Supplied records:
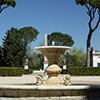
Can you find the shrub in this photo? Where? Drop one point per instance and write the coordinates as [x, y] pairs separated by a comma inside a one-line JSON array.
[[28, 71], [84, 71], [11, 71]]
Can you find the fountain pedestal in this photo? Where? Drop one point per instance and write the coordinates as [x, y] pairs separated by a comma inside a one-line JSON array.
[[52, 53], [53, 71]]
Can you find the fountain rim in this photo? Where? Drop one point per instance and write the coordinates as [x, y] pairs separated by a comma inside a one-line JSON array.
[[53, 47]]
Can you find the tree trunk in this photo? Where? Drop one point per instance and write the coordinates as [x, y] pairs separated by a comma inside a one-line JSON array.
[[88, 60], [88, 56]]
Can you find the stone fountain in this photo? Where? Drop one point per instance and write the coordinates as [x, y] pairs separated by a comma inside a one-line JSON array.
[[53, 70]]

Problem description:
Once the line with "Can you find the fountain rim" is located in the data above, repeat it and every later line through the end, exactly.

Your response:
Can you find the fountain rim in this photo? Where? Drop one point per instance and write the coordinates as [x, y] pairs separated by a comma inside a one-line JSON array.
[[53, 47]]
Can you find the tree trunk in this photo? Where? Drop one point per instance and write the coordinates as [x, y] pairs separated by a comma inside a one-line JSON array.
[[88, 60], [88, 56]]
Can you find the stone fountain in this photo? Where? Drop one point per instance and write the coordinates as [x, y] pairs separated by a comma inside a one-line JSON array.
[[53, 70]]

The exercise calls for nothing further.